**Exercise directions**
Reproduce the lines, from the first line through the line containing "[464, 502, 800, 600]" inclusive, with their requests. In the answers only, multiply every bounding-box coordinate by 2.35 and round it to a whole number, rounding halves up, while leaving the requests and their sample values unchanged.

[Collected data entries]
==*==
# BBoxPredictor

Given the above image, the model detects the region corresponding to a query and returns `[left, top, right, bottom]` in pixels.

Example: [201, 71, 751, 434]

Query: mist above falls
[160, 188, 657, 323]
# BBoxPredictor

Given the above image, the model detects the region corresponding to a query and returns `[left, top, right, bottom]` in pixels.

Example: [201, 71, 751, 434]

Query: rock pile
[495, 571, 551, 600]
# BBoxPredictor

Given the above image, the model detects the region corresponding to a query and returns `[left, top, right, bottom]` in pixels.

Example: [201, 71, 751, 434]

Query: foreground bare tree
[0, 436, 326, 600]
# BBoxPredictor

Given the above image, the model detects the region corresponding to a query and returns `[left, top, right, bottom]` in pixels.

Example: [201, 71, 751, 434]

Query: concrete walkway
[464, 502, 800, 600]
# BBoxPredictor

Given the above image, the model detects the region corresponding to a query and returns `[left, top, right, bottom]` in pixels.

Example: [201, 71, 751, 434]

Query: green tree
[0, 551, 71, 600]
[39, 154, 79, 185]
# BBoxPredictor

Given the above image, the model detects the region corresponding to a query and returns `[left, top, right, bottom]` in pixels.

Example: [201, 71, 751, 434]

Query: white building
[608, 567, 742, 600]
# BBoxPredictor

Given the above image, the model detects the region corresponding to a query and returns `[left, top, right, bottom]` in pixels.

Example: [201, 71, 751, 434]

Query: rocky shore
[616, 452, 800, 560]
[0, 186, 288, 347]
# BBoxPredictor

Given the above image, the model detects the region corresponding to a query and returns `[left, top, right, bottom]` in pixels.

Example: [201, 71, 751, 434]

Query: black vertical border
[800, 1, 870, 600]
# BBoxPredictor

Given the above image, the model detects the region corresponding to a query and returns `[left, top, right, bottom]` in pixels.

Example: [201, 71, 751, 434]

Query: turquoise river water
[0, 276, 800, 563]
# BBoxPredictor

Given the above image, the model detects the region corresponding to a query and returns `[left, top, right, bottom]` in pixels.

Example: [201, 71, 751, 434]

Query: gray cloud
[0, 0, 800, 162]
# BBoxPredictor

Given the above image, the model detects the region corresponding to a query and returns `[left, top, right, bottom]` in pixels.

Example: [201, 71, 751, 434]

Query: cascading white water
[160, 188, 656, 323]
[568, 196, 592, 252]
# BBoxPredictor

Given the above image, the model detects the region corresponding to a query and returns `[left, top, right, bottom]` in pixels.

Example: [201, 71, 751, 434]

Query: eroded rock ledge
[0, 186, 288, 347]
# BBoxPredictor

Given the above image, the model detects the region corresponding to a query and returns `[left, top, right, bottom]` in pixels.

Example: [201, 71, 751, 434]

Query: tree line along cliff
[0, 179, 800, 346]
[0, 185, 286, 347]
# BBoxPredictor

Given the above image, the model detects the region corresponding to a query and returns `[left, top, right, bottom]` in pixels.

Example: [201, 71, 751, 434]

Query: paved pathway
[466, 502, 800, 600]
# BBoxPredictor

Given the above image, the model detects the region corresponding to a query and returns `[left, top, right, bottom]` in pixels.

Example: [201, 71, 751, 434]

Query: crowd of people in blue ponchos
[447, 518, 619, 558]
==*==
**Correct output**
# BBoxPredictor

Given the above image, the model detects the region corresponding to a query and returns `[left, top, right, bottom]` in pixels.

Example: [201, 71, 751, 434]

Query: mist above falls
[376, 442, 1544, 759]
# BBoxPredictor

Given the above image, the model detects the region corresponding to a query and returns `[left, top, right, bottom]` in pixels.

Example: [201, 71, 751, 434]

Query: rock pile
[1163, 1342, 1295, 1410]
# BBoxPredictor

Given the above image, the model detects the region corresponding to a query and returns `[left, top, right, bottom]` in pixels.

Example: [201, 71, 751, 434]

Query: foreground bare tree
[0, 1025, 766, 1410]
# BBoxPredictor

Given the above image, the model detects the region corresponding to a query and returns `[left, top, right, bottom]` in pixels.

Example: [201, 71, 751, 434]

Query: concrete walkway
[1090, 1180, 1880, 1410]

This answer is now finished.